# GIVEN INSTRUCTION
Arrange every line of the listing below, from the line containing "Can you find the fish mouth" down through the line containing "Target: fish mouth", into a Markdown table with the columns Row and Line. Leave out blank lines.

Extracted data records:

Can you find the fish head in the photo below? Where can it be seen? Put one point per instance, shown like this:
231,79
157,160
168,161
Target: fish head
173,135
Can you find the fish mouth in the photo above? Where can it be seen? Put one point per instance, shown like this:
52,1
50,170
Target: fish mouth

--

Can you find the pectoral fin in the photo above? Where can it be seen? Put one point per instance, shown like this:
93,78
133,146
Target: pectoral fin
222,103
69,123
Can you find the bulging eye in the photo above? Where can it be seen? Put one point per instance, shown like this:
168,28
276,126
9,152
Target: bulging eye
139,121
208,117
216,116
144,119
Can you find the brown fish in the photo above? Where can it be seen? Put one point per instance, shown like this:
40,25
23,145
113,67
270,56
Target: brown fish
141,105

# ANSWER TO THE PROBLEM
| Row | Line |
|---|---|
| 1 | Can you find the fish mouth in the photo above? Where can it be seen? Put one point per instance, shown like this: |
| 2 | 52,1 |
| 3 | 50,170 |
| 4 | Target: fish mouth |